* JOB:
Quote all of the data below exactly, please.

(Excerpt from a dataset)
------------------------------------------------------------

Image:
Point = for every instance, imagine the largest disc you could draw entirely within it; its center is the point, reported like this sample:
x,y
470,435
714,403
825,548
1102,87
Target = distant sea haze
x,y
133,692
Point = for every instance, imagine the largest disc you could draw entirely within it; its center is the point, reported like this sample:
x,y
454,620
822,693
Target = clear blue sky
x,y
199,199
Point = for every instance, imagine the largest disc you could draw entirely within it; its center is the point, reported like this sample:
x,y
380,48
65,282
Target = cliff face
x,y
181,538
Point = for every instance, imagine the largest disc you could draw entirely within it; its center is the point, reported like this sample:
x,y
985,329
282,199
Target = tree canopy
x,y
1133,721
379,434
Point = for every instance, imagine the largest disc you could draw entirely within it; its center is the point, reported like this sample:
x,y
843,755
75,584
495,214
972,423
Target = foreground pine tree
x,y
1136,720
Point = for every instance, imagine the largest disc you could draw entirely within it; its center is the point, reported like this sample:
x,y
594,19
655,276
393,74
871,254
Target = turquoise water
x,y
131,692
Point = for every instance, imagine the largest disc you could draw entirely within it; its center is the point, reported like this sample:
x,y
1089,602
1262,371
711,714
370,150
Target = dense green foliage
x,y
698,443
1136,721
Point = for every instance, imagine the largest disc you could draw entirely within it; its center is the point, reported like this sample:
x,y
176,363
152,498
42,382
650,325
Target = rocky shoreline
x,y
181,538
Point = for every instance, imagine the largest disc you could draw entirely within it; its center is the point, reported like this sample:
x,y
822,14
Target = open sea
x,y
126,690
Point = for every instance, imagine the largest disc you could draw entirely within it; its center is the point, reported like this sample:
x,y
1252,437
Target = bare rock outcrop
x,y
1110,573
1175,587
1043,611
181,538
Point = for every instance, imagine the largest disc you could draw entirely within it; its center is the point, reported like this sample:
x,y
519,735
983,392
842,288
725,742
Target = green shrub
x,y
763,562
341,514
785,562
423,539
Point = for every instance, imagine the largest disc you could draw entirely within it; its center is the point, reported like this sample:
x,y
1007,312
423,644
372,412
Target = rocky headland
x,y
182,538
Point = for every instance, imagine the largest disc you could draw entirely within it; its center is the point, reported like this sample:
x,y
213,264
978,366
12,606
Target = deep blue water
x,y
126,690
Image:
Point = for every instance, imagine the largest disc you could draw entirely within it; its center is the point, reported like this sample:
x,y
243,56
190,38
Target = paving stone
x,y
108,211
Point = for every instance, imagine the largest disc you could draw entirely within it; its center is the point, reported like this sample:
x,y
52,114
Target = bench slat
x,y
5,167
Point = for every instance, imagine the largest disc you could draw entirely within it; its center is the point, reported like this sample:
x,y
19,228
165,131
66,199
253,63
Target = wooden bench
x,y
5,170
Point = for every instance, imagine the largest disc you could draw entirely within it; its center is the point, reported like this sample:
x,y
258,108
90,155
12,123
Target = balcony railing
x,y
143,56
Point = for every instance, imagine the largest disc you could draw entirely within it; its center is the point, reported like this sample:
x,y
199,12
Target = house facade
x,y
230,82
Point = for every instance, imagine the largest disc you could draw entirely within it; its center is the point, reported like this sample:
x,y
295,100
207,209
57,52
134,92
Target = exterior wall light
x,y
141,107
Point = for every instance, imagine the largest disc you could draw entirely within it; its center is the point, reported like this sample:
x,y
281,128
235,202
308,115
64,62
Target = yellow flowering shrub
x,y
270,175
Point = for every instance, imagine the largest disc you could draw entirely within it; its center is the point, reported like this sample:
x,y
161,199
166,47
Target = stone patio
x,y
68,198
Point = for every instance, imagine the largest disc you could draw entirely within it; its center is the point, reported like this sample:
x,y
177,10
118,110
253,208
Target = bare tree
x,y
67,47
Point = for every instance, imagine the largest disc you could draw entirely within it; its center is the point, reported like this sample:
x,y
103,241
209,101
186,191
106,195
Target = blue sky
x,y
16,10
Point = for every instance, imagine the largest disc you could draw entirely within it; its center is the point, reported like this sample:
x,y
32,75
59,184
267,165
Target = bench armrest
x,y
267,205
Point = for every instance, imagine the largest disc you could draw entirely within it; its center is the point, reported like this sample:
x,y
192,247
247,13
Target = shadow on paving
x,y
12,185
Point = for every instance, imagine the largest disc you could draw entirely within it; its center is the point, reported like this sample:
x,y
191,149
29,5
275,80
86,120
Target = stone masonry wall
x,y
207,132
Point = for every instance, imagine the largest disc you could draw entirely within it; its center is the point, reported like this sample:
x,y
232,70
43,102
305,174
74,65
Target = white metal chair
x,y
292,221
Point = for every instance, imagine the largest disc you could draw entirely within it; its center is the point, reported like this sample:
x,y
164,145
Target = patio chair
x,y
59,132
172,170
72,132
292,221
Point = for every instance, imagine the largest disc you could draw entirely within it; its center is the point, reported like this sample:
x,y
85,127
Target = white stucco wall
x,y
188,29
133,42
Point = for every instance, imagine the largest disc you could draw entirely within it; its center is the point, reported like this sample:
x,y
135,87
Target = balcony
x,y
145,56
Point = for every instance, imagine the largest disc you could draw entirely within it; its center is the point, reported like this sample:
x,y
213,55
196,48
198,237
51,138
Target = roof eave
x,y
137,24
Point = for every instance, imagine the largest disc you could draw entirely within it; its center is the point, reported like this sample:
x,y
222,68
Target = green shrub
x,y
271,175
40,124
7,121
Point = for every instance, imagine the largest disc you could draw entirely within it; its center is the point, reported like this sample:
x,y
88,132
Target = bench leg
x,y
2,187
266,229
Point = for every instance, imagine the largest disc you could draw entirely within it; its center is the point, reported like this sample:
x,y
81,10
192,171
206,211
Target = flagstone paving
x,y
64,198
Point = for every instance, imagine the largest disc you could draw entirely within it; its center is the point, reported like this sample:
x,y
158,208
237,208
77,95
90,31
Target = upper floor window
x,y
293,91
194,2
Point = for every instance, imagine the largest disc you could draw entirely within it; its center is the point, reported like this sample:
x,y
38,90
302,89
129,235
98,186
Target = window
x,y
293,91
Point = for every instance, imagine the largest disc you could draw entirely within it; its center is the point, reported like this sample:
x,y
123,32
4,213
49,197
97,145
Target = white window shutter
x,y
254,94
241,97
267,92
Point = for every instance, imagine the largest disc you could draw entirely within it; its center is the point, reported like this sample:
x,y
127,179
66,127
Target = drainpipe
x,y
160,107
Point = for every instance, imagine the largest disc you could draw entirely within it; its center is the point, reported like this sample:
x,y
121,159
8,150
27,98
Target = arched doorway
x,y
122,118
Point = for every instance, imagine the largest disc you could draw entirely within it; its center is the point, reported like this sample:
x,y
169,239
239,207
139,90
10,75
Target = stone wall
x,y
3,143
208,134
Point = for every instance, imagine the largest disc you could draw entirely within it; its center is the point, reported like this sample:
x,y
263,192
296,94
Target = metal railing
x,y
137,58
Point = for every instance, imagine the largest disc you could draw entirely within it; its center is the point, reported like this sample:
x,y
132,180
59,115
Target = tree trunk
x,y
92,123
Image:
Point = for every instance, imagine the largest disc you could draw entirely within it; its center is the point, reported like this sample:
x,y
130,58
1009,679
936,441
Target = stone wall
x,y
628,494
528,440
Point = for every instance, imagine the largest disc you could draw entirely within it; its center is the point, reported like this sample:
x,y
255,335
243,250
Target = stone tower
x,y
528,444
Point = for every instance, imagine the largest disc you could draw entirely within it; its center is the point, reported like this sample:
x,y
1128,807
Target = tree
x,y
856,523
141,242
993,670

------------------------------------------------------------

* EXERCISE ANSWER:
Image:
Point = for every instance, imagine the largest disc you could draw entirely within it; its center is the point, reported like this sample:
x,y
470,435
714,403
825,548
1102,87
Target = distant sea haze
x,y
133,692
Point = for every instance, imagine the largest disc you could draw entirely within it; its center is the point, reported like this sample:
x,y
454,620
822,693
Target = clear blue sky
x,y
199,199
Point = for every instance, imagine the largest disc you could draw entirely within it; its center is the point, reported like this sample:
x,y
380,48
65,282
Target = cliff face
x,y
181,538
Point = for every instance, imagine the largest disc you could draw entirely within it; its center is the point, reported like this sample:
x,y
985,329
282,199
Target = tree canopy
x,y
1133,721
379,434
Point = for every instance, imagine the largest disc you could draw entirely within it; its center is the point, reported like this sample:
x,y
843,755
75,584
495,214
972,423
Target = foreground pine tree
x,y
1136,720
Point = for every instance, imagine the largest disc you could draw entirely within it; its center is the point, reported like this sample:
x,y
594,19
655,276
393,74
871,254
Target = turquoise water
x,y
131,692
Point = for every instance, imagine the largest disc you could draw entirely within it; its center is the point, reported like this sample:
x,y
1089,602
1262,371
711,714
370,150
Target = dense green foliage
x,y
698,443
1136,721
Point = for every instance, imagine the largest disc you could draw entirely within it; its center is the point, reported like this sample:
x,y
176,363
152,498
42,382
650,325
Target = rocky shoreline
x,y
181,538
Point = for every instance, imagine the largest disc you could draw entirely within it; its center is the point, reported like this sample:
x,y
822,14
Target = open sea
x,y
126,690
Point = for every instance, imagine the largest disc you could draw entirely within it; its center is the point, reported like this sample:
x,y
1252,437
Target = bare rock outcrop
x,y
1110,573
1175,587
1043,611
181,538
Point = for every instance, imagine the largest disc you could draw entirely within it; its center is the point, reported like this sample:
x,y
519,735
983,392
842,288
725,742
Target = green shrub
x,y
763,562
341,514
785,562
423,539
Point = for every instance, imagine the largest disc you could draw entirely within it; its center is the point, reported like this sample:
x,y
1007,312
423,644
372,412
Target = rocky headland
x,y
182,538
Point = for every instance, imagine the largest disc you could draw entirely within it; its center is the point, reported like this sample:
x,y
213,264
978,366
12,606
Target = deep blue water
x,y
126,690
Image:
Point = for every instance, imagine the largest disc you could draw entirely within it; its center is the point, reported like this sample:
x,y
243,56
190,38
Target = paving stone
x,y
108,211
Point = for every instance, imagine the largest disc you could draw entirely within it; its center is the point, reported like this sample:
x,y
52,114
Target = bench slat
x,y
5,167
Point = for every instance, imagine the largest disc you could draw entirely within it; its center is the point, reported like this sample:
x,y
19,228
165,131
66,199
253,63
Target = wooden bench
x,y
5,170
Point = for every instance, imagine the largest disc you could draw entirely within it; its center is the point, reported like this sample:
x,y
258,108
90,155
12,123
Target = balcony railing
x,y
143,56
Point = for every instance, imagine the largest disc you could draw entirely within it; its center is the point, reported like this sample:
x,y
199,12
Target = house facade
x,y
230,82
Point = for every instance, imagine the largest disc you could draw entirely within it; its center is the point, reported like this sample:
x,y
295,100
207,209
57,52
134,92
Target = exterior wall light
x,y
141,107
Point = for every instance, imagine the largest disc you could draw entirely within it; its center is the point, reported like this sample:
x,y
281,128
235,202
308,115
64,62
Target = yellow flowering shrub
x,y
270,175
Point = for every instance, imagine the largest disc you could draw entirely within it; its center is the point, reported like this sample:
x,y
161,199
166,47
Target = stone patio
x,y
68,198
Point = for every instance, imagine the largest disc you could draw entirely within it; its center is the point, reported like this sample:
x,y
177,10
118,110
253,208
Target = bare tree
x,y
67,47
Point = for every instance, imagine the largest disc you could draw entirely within it; its center is the point, reported like this sample:
x,y
103,241
209,101
186,191
106,195
Target = blue sky
x,y
16,10
Point = for every instance, imagine the largest disc you could draw entirely within it; its center is the point, reported like this sample:
x,y
32,75
59,184
267,165
Target = bench armrest
x,y
267,205
Point = for every instance, imagine the largest disc you could draw entirely within it; its center is the point, reported like this sample:
x,y
192,247
247,13
Target = shadow on paving
x,y
12,185
Point = for every instance, imagine the largest disc you could draw entirely within it; its center is the point, reported like this sample:
x,y
191,149
29,5
275,80
86,120
Target = stone masonry wall
x,y
207,132
Point = for every instance, imagine the largest disc you could draw entirely within it; its center is the point, reported like this sample:
x,y
232,70
43,102
305,174
74,65
Target = white metal chair
x,y
292,221
Point = for every instance, imagine the largest disc you could draw entirely within it; its center is the point, reported like this sample:
x,y
164,145
Target = patio chair
x,y
59,132
172,170
72,132
292,221
Point = for every instance, imagine the largest disc you could draw entirely within it; its center is the point, reported like this sample:
x,y
85,127
Target = white stucco wall
x,y
188,29
133,42
Point = for every instance, imagine the largest disc you could draw entirely within it; its center is the point, reported like this sample:
x,y
135,87
Target = balcony
x,y
145,56
Point = for every instance, imagine the largest disc you could draw entirely within it; its center is the point, reported like this sample:
x,y
213,55
196,48
198,237
51,138
Target = roof eave
x,y
137,24
Point = for every instance, imagine the largest disc you could draw entirely within it; its center is the point, reported like this sample:
x,y
222,68
Target = green shrub
x,y
271,175
40,124
7,121
Point = for every instance, imagine the largest disc you could draw entirely within it; its center is the point, reported like this sample:
x,y
88,132
Target = bench leg
x,y
2,187
266,229
Point = for every instance, imagine the largest disc you could draw entirely within it; its center is the point, reported like this sample:
x,y
81,10
192,171
206,211
Target = flagstone paving
x,y
64,198
Point = for every instance, imagine the largest disc you could draw entirely within it; its center is the point, reported like this sample:
x,y
158,208
237,208
77,95
90,31
Target = upper floor window
x,y
293,91
194,2
Point = for every instance, imagine the largest disc you could draw entirely within it; its center is the point, reported like this sample:
x,y
38,90
302,89
129,235
98,186
Target = window
x,y
293,91
Point = for every instance, imagine the largest disc you could draw entirely within it; its center is the point, reported like this sample:
x,y
123,32
4,213
49,197
97,145
Target = white window shutter
x,y
254,94
241,97
267,92
Point = for every instance, imagine the largest disc you could draw entirely within it; its center is the point, reported like this sample:
x,y
127,179
66,127
Target = drainpipe
x,y
160,107
Point = for every instance, imagine the largest disc you could draw entirely within it; its center is the point, reported like this sample:
x,y
121,159
8,150
27,98
Target = arched doorway
x,y
122,118
Point = for every instance, imagine the largest disc you could draw entirely within it; its center is the point, reported like this sample:
x,y
169,239
239,207
139,90
10,75
Target = stone wall
x,y
3,143
208,134
Point = for every instance, imagine the largest disc you could draw entirely within it; its center is the point, reported like this sample:
x,y
263,192
296,94
Target = metal railing
x,y
137,58
Point = for every instance, imagine the largest disc you could draw entirely within it; its center is the point, reported like this sample:
x,y
132,180
59,115
Target = tree trunk
x,y
92,123
Image:
Point = for every instance, imagine the largest disc you could draw entirely within it; its center is the point, reported like this sample:
x,y
130,58
1009,679
936,441
Target = stone wall
x,y
628,494
528,440
Point = for every instance, imagine the largest disc you could draw entirely within it; its center is the point, reported like this sample:
x,y
255,335
243,250
Target = stone tower
x,y
528,444
Point = for every instance, imagine the largest disc you could draw entirely within it; its center is the point, reported like this sample:
x,y
1128,807
Target = tree
x,y
856,523
141,242
993,670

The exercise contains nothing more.